Return each line of the material that contains the word "snow". Case matters, so only lines with this exact capitalization count.

[begin Data records]

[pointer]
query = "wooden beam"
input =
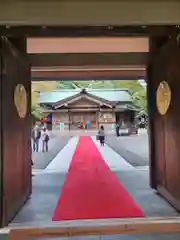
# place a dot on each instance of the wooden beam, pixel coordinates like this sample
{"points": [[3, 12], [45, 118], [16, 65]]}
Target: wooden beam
{"points": [[31, 30], [82, 13], [89, 74], [98, 227], [85, 59]]}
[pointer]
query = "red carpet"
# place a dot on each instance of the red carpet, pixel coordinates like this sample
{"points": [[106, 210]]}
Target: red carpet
{"points": [[92, 190]]}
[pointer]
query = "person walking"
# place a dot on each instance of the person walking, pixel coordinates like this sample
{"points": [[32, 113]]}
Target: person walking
{"points": [[36, 135], [117, 130], [45, 140], [101, 135]]}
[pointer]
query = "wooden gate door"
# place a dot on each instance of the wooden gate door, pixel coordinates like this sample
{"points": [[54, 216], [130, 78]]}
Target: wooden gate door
{"points": [[165, 73], [15, 126]]}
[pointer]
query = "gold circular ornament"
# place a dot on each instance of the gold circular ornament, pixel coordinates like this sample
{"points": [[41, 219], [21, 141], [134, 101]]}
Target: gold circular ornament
{"points": [[163, 97], [20, 100]]}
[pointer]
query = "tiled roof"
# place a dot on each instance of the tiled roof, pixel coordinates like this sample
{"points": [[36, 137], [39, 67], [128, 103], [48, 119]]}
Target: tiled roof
{"points": [[114, 95]]}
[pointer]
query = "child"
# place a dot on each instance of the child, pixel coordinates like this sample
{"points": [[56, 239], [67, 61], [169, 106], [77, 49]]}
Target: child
{"points": [[101, 135], [45, 140]]}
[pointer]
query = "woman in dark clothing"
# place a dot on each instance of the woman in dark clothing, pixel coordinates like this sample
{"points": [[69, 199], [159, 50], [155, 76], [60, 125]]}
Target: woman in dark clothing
{"points": [[101, 135], [117, 130]]}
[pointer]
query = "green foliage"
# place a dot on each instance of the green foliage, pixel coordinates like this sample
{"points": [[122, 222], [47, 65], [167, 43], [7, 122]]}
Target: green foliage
{"points": [[35, 112]]}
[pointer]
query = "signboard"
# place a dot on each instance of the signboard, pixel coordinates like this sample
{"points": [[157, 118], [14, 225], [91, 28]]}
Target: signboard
{"points": [[20, 100], [163, 97], [61, 125]]}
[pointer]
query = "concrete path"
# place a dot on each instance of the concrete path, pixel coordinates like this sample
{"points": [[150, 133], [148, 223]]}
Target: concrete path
{"points": [[56, 144], [112, 159], [134, 149], [47, 187], [63, 159]]}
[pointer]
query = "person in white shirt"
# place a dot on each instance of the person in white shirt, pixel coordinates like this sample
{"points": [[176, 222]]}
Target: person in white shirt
{"points": [[45, 140]]}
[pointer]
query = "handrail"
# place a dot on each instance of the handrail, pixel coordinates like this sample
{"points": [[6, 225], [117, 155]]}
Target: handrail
{"points": [[94, 227]]}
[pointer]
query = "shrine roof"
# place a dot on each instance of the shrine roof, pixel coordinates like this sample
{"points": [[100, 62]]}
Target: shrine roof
{"points": [[112, 95]]}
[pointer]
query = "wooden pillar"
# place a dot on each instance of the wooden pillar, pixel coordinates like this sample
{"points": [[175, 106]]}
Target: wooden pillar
{"points": [[155, 43], [15, 127]]}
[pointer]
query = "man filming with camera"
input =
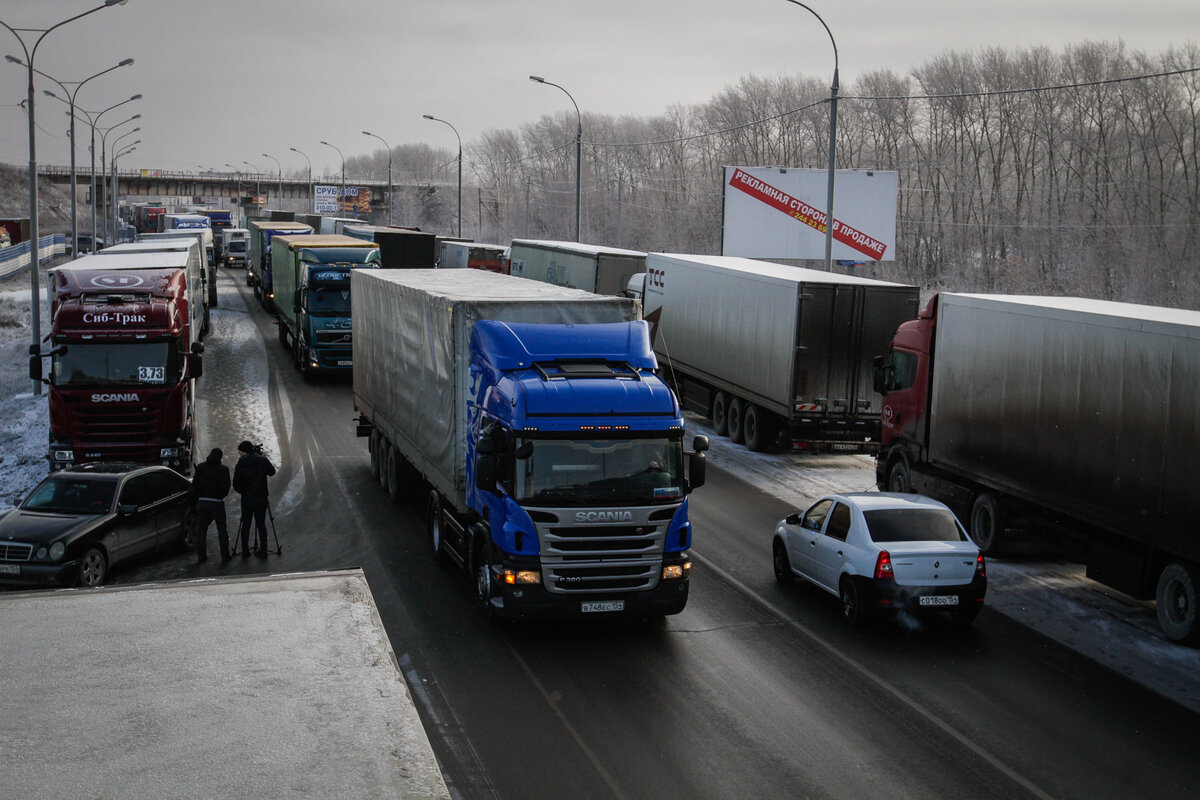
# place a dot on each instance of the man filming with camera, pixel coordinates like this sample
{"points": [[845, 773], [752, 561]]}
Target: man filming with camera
{"points": [[250, 481]]}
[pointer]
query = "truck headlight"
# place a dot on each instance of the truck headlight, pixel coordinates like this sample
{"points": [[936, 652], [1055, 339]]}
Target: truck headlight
{"points": [[676, 571], [522, 576]]}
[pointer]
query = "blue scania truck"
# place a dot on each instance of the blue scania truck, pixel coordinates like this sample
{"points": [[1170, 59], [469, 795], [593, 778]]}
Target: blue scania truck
{"points": [[312, 298], [551, 452]]}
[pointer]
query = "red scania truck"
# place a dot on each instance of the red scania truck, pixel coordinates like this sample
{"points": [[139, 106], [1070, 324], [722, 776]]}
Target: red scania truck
{"points": [[124, 355]]}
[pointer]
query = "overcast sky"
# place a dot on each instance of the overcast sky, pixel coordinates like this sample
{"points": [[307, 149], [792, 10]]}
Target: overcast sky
{"points": [[226, 80]]}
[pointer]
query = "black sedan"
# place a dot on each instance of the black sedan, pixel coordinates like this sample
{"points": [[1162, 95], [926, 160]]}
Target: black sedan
{"points": [[81, 522]]}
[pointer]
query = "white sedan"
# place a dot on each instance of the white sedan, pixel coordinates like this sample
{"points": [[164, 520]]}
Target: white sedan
{"points": [[883, 552]]}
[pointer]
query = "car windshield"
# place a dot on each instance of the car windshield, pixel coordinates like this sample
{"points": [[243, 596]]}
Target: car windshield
{"points": [[64, 493], [592, 471], [913, 525], [125, 364]]}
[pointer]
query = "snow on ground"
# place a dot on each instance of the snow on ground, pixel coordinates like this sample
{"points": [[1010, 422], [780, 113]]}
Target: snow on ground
{"points": [[1050, 596]]}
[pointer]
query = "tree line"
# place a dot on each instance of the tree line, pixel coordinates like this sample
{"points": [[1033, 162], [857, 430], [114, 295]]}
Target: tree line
{"points": [[1033, 172]]}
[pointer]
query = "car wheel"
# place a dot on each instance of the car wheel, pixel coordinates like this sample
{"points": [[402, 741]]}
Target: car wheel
{"points": [[735, 420], [987, 525], [964, 615], [1176, 600], [720, 414], [759, 427], [853, 613], [781, 563], [93, 567], [899, 479]]}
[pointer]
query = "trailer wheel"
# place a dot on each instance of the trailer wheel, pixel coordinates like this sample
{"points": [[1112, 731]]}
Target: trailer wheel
{"points": [[1176, 603], [394, 474], [759, 427], [899, 479], [735, 421], [373, 449], [720, 414], [987, 528]]}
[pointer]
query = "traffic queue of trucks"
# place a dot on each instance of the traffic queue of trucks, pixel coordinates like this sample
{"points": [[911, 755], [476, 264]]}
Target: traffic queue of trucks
{"points": [[553, 450]]}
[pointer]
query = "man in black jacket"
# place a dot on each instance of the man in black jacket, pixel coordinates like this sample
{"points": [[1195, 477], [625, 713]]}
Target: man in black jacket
{"points": [[211, 485], [250, 481]]}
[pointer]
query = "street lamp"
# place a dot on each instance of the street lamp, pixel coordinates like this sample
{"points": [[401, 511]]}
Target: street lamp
{"points": [[258, 181], [311, 199], [129, 148], [389, 170], [579, 148], [280, 174], [93, 120], [430, 116], [30, 54], [341, 202], [833, 138], [103, 150], [238, 173], [70, 101]]}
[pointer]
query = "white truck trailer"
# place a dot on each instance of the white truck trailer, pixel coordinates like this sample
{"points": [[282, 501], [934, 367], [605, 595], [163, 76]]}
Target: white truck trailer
{"points": [[276, 686]]}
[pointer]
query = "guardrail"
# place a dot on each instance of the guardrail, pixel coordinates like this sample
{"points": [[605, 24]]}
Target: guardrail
{"points": [[16, 258]]}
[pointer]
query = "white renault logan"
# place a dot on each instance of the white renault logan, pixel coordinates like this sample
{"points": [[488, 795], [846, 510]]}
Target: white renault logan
{"points": [[879, 551]]}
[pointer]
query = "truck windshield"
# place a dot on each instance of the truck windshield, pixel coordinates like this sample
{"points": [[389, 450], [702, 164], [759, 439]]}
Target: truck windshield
{"points": [[118, 364], [591, 471], [330, 298]]}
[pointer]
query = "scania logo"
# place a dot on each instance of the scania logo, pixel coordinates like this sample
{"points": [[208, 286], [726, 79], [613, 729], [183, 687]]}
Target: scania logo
{"points": [[604, 516]]}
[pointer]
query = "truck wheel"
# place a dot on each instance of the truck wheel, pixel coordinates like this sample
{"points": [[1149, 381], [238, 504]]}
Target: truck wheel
{"points": [[1176, 603], [759, 427], [93, 567], [735, 420], [373, 449], [720, 414], [987, 528], [781, 563], [393, 474], [435, 528], [899, 480]]}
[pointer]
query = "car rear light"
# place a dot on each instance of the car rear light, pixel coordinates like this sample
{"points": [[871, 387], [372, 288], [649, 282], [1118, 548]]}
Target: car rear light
{"points": [[883, 566]]}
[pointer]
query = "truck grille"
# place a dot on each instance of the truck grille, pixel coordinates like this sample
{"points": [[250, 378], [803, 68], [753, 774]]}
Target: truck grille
{"points": [[597, 559], [15, 552]]}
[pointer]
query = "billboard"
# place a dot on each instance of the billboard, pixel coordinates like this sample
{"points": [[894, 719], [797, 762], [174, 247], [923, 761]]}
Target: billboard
{"points": [[357, 200], [777, 212]]}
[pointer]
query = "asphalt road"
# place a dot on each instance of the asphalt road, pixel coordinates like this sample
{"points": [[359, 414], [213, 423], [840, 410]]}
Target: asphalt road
{"points": [[756, 690]]}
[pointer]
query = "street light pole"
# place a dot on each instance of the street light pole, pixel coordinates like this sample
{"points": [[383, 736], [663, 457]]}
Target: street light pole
{"points": [[389, 170], [35, 284], [430, 116], [579, 149], [280, 168], [70, 101], [258, 181], [341, 202], [833, 138], [311, 199]]}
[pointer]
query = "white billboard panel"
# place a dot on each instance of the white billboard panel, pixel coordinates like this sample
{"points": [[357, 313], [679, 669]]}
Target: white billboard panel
{"points": [[777, 212]]}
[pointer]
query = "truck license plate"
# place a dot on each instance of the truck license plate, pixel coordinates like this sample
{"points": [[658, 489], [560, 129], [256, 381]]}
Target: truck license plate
{"points": [[589, 607]]}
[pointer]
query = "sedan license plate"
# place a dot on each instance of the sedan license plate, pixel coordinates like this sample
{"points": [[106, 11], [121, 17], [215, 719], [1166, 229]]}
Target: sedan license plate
{"points": [[594, 606]]}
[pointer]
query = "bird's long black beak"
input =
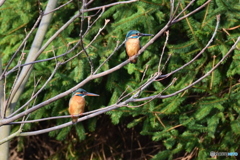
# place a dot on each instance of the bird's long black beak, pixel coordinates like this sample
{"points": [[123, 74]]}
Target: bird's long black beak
{"points": [[145, 34], [91, 94]]}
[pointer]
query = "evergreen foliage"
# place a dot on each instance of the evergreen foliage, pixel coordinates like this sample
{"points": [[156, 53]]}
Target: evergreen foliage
{"points": [[202, 119]]}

[end Data records]

**Completed exercise:**
query = "snow on ground"
# place a dot on each instance of the snow on ground, pixel coordinates like this sample
Target: snow on ground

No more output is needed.